_Saved entries_
------------------------------------------------------------

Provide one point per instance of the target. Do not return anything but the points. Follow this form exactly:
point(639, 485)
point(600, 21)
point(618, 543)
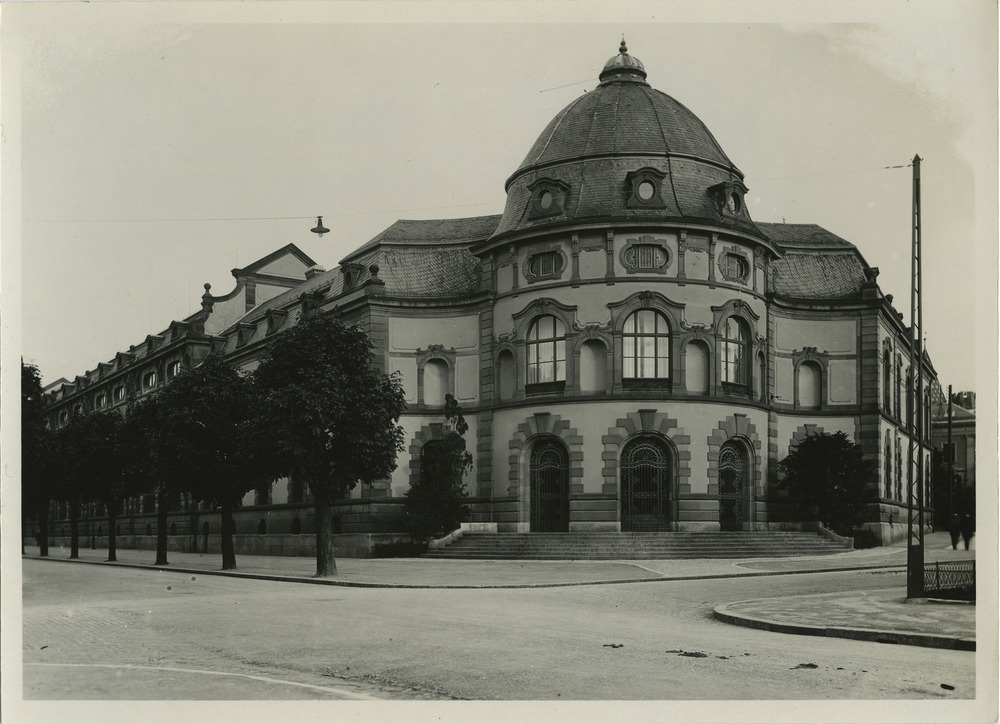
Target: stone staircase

------------------------------------------------------------

_EXERCISE DIRECTIONS_
Lay out every line of the records above as a JSON list of strings, one string per line, omitting blank lines. Leave the pictures out of the list.

_CORRECT ANSWER_
[
  "Provide one point per instance of the target. Do not return anything but the points. Follow this form exactly:",
  "point(639, 485)",
  "point(600, 21)",
  "point(618, 543)",
  "Target: stone staircase"
]